*GIVEN REQUEST 1*
In the back protector review, what rating has the Knox Aegis been tested and approved to?

*SOURCE EXTRACT*
****

Tuesday, November 23, 2010
For many racers, the most terrifying accident has been that which results in a broken back. Back protectors have come directly from the race track and into road riding, and it is still racing which is driving development. I am very cautious in choosing a back protector, and currently rely on the Knox Aegis Back Protector which is a British product right at the cutting edge of protection design.

Beginning with the most important, the Aegis has been tested and approved to EN1621-2 Level 2 which is the highest rating under current European regulations. Impacts above this level are going to result in very serious injury or death.

Knox Aegis Back Protector
In addition to sizes ranging from child to large adult, the Aegis Back Protector has a variety of adjustments which allows it to mold to each individual user. 
The Aegis looks worlds away from the shaped pieces of foam rubber we first wore as back protectors, but these were still a giant step forward compared with nothing. The outside of the Aegis protector (the name is ripped off from Greek mythology and originally referred to a magic shield) is made up from a series of small plastic plates which Knox refers to as a honeycomb structure. These are arranged in “flex channels” which enable the plates to move freely but within a limited range. The result is that the protector will accurately mold to the shape of the rider’s back.

Beneath these plates is a sophisticated piece of foam rubber which has raised ribs to keep the foam from sticking to the rider’s back. This can be a real problem with tight-fitting race leathers, and the Knox design really does work in practice.

****

*GIVEN REQUEST 2*
Extract every line from the rows below that contains the string "shop". Case counts.

*RECORDS SUPPLIED*

****

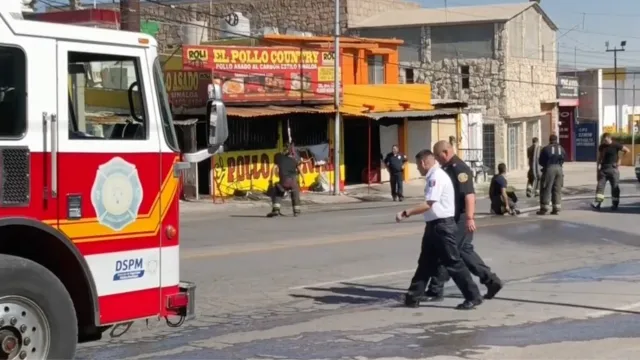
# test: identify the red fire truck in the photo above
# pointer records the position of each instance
(89, 218)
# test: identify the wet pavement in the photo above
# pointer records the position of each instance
(327, 286)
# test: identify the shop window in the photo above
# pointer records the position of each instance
(252, 134)
(307, 130)
(408, 76)
(464, 72)
(375, 64)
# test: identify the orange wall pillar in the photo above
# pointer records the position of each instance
(403, 143)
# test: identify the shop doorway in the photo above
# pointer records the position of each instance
(356, 146)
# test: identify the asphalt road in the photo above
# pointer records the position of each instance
(327, 285)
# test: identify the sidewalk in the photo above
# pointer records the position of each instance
(579, 179)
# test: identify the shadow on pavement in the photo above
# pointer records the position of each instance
(355, 295)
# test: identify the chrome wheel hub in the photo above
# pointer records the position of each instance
(24, 329)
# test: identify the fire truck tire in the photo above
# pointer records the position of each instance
(37, 317)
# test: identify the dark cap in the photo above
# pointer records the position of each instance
(423, 154)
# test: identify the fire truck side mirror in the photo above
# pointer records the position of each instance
(218, 128)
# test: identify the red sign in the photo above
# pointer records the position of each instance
(266, 74)
(188, 88)
(566, 130)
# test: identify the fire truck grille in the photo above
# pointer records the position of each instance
(15, 187)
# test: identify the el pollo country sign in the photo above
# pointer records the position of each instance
(266, 74)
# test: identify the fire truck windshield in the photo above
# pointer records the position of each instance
(165, 110)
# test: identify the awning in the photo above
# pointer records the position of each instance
(411, 114)
(271, 110)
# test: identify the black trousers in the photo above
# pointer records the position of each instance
(612, 175)
(469, 256)
(279, 191)
(498, 206)
(440, 255)
(552, 183)
(396, 179)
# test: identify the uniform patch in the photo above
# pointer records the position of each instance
(116, 194)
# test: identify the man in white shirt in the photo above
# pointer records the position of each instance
(439, 245)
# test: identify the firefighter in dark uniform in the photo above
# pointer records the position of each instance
(461, 177)
(394, 163)
(533, 175)
(608, 161)
(287, 166)
(439, 242)
(551, 159)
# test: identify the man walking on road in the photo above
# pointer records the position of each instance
(551, 159)
(465, 202)
(394, 163)
(439, 243)
(533, 176)
(608, 161)
(287, 166)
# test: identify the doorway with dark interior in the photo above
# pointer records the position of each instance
(358, 132)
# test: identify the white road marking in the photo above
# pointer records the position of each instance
(597, 314)
(374, 276)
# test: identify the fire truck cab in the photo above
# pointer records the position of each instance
(89, 218)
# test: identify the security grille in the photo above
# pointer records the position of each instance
(15, 169)
(489, 147)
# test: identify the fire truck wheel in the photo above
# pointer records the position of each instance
(37, 317)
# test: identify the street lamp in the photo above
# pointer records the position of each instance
(615, 51)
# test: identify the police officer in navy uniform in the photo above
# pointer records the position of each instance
(439, 242)
(394, 163)
(461, 176)
(608, 161)
(551, 159)
(287, 165)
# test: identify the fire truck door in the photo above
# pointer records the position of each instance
(109, 178)
(24, 130)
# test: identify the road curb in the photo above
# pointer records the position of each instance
(576, 198)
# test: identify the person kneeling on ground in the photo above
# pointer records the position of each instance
(503, 201)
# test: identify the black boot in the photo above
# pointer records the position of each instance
(493, 288)
(469, 304)
(433, 296)
(415, 294)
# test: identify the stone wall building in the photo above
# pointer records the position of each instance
(500, 57)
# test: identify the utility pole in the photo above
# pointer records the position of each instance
(633, 125)
(336, 85)
(615, 51)
(130, 15)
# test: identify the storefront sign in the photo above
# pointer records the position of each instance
(187, 89)
(251, 171)
(568, 87)
(586, 141)
(266, 74)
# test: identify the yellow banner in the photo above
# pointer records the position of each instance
(251, 171)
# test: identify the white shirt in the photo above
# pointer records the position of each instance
(439, 189)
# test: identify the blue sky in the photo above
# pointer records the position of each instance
(584, 25)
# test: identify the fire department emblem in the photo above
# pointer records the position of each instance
(116, 194)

****

*COMPLETE RESPONSE 1*
EN1621-2 Level 2, the highest rating under current European regulations.

*COMPLETE RESPONSE 2*
# test: identify the shop window in the photo above
# test: identify the shop doorway in the photo above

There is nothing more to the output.